Supplied material >>

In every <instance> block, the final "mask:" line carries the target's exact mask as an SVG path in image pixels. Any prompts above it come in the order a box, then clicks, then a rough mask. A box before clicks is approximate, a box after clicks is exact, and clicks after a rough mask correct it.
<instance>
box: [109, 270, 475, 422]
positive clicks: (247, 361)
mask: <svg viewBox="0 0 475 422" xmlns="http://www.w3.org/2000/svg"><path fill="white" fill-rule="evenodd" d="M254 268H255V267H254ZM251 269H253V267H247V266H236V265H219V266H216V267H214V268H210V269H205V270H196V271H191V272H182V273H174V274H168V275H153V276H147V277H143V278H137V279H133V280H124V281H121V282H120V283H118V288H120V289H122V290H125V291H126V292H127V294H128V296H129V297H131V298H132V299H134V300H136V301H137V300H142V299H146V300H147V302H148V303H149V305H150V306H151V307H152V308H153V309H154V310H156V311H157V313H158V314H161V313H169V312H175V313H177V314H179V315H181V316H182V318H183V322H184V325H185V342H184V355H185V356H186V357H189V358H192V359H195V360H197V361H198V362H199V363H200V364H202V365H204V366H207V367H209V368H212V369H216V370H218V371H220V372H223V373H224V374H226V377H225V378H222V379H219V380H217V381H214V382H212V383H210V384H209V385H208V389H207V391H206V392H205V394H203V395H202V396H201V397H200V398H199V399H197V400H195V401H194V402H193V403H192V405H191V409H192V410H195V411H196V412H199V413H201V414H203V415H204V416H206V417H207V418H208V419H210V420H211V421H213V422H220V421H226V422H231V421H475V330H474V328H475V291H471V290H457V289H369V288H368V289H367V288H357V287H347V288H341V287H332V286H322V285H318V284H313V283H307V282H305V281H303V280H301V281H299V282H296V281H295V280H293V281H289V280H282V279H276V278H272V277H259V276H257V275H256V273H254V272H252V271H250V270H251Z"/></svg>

About this task >> Look through the entries and return each line that has the word "instance" in it.

Written response >>
In every <instance> block, the final "mask:" line carries the target's exact mask as an SVG path in image pixels. Any prompts above it come in the order a box, then clicks, then a rough mask. A box before clicks is approximate, a box after clicks is exact, and clicks after a rough mask correct it.
<instance>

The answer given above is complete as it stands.